Image object location entries:
------------------------------------
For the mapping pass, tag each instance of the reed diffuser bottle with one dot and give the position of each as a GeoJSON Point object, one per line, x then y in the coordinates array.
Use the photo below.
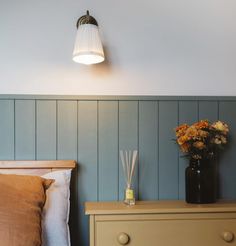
{"type": "Point", "coordinates": [128, 159]}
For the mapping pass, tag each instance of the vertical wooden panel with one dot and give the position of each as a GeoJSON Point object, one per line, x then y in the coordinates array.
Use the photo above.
{"type": "Point", "coordinates": [128, 138]}
{"type": "Point", "coordinates": [168, 152]}
{"type": "Point", "coordinates": [148, 150]}
{"type": "Point", "coordinates": [88, 164]}
{"type": "Point", "coordinates": [46, 130]}
{"type": "Point", "coordinates": [7, 129]}
{"type": "Point", "coordinates": [208, 110]}
{"type": "Point", "coordinates": [24, 129]}
{"type": "Point", "coordinates": [67, 130]}
{"type": "Point", "coordinates": [108, 150]}
{"type": "Point", "coordinates": [227, 162]}
{"type": "Point", "coordinates": [188, 113]}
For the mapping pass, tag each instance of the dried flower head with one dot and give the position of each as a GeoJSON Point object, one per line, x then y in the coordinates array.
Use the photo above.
{"type": "Point", "coordinates": [202, 139]}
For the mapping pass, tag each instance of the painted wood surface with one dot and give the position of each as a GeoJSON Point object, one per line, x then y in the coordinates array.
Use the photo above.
{"type": "Point", "coordinates": [92, 130]}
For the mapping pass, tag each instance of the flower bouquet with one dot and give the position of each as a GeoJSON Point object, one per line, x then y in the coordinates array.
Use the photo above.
{"type": "Point", "coordinates": [201, 142]}
{"type": "Point", "coordinates": [203, 139]}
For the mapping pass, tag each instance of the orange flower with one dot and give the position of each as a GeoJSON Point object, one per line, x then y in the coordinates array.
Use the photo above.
{"type": "Point", "coordinates": [180, 130]}
{"type": "Point", "coordinates": [185, 147]}
{"type": "Point", "coordinates": [191, 132]}
{"type": "Point", "coordinates": [203, 134]}
{"type": "Point", "coordinates": [202, 124]}
{"type": "Point", "coordinates": [183, 139]}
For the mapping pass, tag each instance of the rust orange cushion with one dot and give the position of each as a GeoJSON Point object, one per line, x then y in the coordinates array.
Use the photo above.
{"type": "Point", "coordinates": [21, 202]}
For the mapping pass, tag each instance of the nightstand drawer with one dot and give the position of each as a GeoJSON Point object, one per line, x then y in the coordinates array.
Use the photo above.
{"type": "Point", "coordinates": [183, 232]}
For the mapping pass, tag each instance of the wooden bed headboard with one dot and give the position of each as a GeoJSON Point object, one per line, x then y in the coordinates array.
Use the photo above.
{"type": "Point", "coordinates": [35, 167]}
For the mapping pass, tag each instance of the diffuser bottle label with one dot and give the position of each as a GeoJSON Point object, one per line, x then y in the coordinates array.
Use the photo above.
{"type": "Point", "coordinates": [129, 194]}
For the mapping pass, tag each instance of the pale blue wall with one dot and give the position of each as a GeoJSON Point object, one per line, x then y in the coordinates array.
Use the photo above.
{"type": "Point", "coordinates": [92, 130]}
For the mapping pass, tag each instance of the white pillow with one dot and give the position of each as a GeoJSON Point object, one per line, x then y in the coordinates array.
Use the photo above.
{"type": "Point", "coordinates": [55, 229]}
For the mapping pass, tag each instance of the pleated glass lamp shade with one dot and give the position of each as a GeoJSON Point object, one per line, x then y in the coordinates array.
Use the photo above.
{"type": "Point", "coordinates": [88, 46]}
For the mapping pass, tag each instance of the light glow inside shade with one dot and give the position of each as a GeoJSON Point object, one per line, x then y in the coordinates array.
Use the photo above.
{"type": "Point", "coordinates": [88, 46]}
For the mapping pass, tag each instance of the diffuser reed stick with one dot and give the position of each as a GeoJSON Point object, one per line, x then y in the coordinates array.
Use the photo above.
{"type": "Point", "coordinates": [128, 160]}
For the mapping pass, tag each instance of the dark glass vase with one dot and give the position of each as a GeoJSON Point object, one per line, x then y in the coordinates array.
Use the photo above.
{"type": "Point", "coordinates": [200, 181]}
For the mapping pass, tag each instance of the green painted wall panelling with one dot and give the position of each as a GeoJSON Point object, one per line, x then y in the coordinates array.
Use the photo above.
{"type": "Point", "coordinates": [7, 131]}
{"type": "Point", "coordinates": [25, 130]}
{"type": "Point", "coordinates": [93, 129]}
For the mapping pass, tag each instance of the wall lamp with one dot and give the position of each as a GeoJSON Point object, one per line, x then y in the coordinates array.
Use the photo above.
{"type": "Point", "coordinates": [88, 46]}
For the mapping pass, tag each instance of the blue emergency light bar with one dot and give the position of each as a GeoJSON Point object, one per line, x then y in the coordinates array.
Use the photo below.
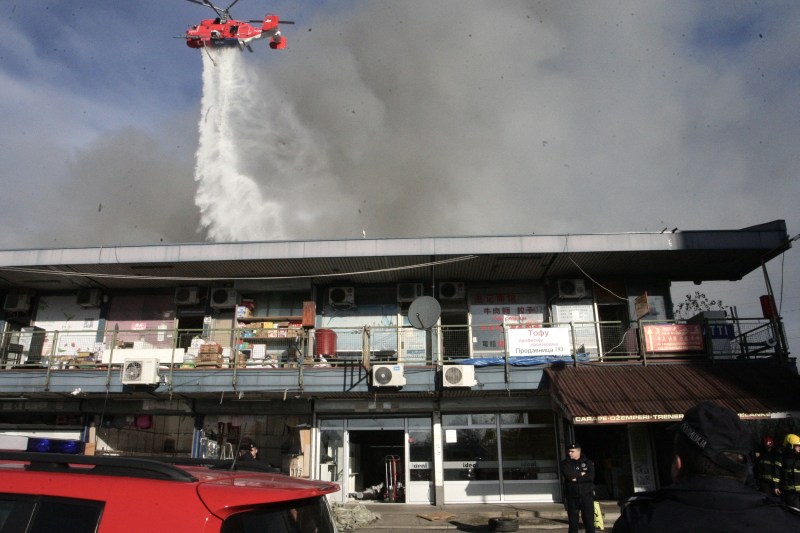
{"type": "Point", "coordinates": [45, 445]}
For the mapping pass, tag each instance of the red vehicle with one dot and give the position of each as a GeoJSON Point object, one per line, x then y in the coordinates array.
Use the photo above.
{"type": "Point", "coordinates": [225, 31]}
{"type": "Point", "coordinates": [79, 493]}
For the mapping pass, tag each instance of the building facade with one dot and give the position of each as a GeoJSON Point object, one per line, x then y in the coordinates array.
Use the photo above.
{"type": "Point", "coordinates": [438, 370]}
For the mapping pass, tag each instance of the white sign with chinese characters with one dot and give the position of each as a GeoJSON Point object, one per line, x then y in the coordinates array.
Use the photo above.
{"type": "Point", "coordinates": [529, 342]}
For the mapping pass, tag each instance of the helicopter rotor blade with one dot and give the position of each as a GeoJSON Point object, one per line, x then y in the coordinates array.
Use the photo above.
{"type": "Point", "coordinates": [279, 21]}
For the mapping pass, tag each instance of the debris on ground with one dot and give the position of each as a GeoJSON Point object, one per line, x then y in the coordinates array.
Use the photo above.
{"type": "Point", "coordinates": [437, 515]}
{"type": "Point", "coordinates": [353, 517]}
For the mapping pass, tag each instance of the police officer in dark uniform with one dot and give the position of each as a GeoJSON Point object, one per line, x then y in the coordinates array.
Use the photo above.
{"type": "Point", "coordinates": [709, 469]}
{"type": "Point", "coordinates": [766, 461]}
{"type": "Point", "coordinates": [578, 474]}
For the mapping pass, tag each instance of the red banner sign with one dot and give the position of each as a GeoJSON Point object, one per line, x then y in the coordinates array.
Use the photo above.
{"type": "Point", "coordinates": [673, 338]}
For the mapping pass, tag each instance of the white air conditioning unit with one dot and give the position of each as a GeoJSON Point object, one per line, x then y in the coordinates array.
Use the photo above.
{"type": "Point", "coordinates": [571, 288]}
{"type": "Point", "coordinates": [451, 290]}
{"type": "Point", "coordinates": [17, 301]}
{"type": "Point", "coordinates": [408, 292]}
{"type": "Point", "coordinates": [89, 298]}
{"type": "Point", "coordinates": [342, 296]}
{"type": "Point", "coordinates": [187, 296]}
{"type": "Point", "coordinates": [458, 376]}
{"type": "Point", "coordinates": [140, 371]}
{"type": "Point", "coordinates": [222, 297]}
{"type": "Point", "coordinates": [388, 375]}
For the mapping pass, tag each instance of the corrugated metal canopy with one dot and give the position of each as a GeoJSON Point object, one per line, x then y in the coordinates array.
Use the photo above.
{"type": "Point", "coordinates": [680, 256]}
{"type": "Point", "coordinates": [607, 393]}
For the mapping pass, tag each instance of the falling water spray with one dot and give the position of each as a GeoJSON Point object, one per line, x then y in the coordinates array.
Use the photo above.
{"type": "Point", "coordinates": [234, 131]}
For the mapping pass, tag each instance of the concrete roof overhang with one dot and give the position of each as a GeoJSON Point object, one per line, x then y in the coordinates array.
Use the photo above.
{"type": "Point", "coordinates": [679, 256]}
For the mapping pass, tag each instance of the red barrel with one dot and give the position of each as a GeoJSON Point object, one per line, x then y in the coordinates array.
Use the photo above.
{"type": "Point", "coordinates": [325, 343]}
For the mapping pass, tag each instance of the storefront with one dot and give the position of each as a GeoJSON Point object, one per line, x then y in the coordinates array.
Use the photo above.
{"type": "Point", "coordinates": [452, 458]}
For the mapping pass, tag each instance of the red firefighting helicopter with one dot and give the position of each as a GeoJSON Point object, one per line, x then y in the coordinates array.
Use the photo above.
{"type": "Point", "coordinates": [225, 31]}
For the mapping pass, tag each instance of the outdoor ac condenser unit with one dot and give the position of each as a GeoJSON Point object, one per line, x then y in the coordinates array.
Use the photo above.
{"type": "Point", "coordinates": [388, 375]}
{"type": "Point", "coordinates": [140, 371]}
{"type": "Point", "coordinates": [458, 376]}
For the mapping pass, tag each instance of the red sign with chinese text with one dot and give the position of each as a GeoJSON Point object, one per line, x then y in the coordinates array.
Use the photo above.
{"type": "Point", "coordinates": [673, 338]}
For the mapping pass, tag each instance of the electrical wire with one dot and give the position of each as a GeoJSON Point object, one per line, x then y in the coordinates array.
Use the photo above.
{"type": "Point", "coordinates": [187, 278]}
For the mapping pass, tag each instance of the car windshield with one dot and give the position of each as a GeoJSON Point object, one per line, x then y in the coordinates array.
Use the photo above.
{"type": "Point", "coordinates": [300, 516]}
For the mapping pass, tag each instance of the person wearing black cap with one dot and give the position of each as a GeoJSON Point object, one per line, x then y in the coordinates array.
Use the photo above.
{"type": "Point", "coordinates": [709, 468]}
{"type": "Point", "coordinates": [577, 473]}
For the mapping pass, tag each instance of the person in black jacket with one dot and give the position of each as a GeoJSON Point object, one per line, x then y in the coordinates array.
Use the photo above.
{"type": "Point", "coordinates": [709, 494]}
{"type": "Point", "coordinates": [767, 460]}
{"type": "Point", "coordinates": [577, 473]}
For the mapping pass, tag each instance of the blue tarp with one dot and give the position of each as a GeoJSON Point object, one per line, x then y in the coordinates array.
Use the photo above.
{"type": "Point", "coordinates": [524, 361]}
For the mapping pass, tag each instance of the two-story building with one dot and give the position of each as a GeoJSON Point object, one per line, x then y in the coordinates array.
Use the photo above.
{"type": "Point", "coordinates": [441, 370]}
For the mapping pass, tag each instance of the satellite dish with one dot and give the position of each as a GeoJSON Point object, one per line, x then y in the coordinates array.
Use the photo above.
{"type": "Point", "coordinates": [423, 313]}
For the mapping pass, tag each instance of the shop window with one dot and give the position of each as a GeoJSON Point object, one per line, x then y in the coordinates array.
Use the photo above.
{"type": "Point", "coordinates": [528, 453]}
{"type": "Point", "coordinates": [470, 455]}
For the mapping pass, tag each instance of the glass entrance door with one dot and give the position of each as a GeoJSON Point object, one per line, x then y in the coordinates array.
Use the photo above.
{"type": "Point", "coordinates": [378, 459]}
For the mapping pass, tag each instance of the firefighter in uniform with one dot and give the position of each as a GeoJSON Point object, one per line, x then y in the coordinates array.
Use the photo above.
{"type": "Point", "coordinates": [788, 469]}
{"type": "Point", "coordinates": [578, 474]}
{"type": "Point", "coordinates": [766, 462]}
{"type": "Point", "coordinates": [709, 494]}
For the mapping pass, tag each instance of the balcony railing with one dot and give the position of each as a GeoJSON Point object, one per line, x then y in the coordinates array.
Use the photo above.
{"type": "Point", "coordinates": [292, 348]}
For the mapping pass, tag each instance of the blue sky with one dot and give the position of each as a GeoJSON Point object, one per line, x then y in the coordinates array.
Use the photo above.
{"type": "Point", "coordinates": [413, 118]}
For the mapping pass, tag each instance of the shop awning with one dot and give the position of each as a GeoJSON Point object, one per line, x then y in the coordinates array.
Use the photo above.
{"type": "Point", "coordinates": [603, 393]}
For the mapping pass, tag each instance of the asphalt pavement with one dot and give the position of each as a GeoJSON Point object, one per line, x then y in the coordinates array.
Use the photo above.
{"type": "Point", "coordinates": [475, 518]}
------------------------------------
## Problem description
Copy exactly, and only, the lines from the one containing "For the mapping pass, tag each instance of the balcony" through the last line of the listing.

## Solution for this problem
For the mapping pass, tag each instance of the balcony railing with one dot and give the position of each as a GeoJSON Point object, one per line, x then y in the coordinates array.
Use the photo above.
{"type": "Point", "coordinates": [292, 348]}
For the mapping pass, tag each instance of the blue sky with one dot and give the position of each as a GeoJSON Point object, one per line, x then y in the coordinates array.
Use the photo above.
{"type": "Point", "coordinates": [413, 118]}
For the mapping pass, tag each instance of the shop awning with one dot and give the position of each as a GeoJSON Point object, one per line, x then y in the coordinates array.
Use the photo above.
{"type": "Point", "coordinates": [603, 393]}
For the mapping pass, tag each instance of the asphalt pavement with one dot and give the position of each as a GeoJSON Point object, one per line, x then y in the coordinates array.
Use the photo above.
{"type": "Point", "coordinates": [475, 518]}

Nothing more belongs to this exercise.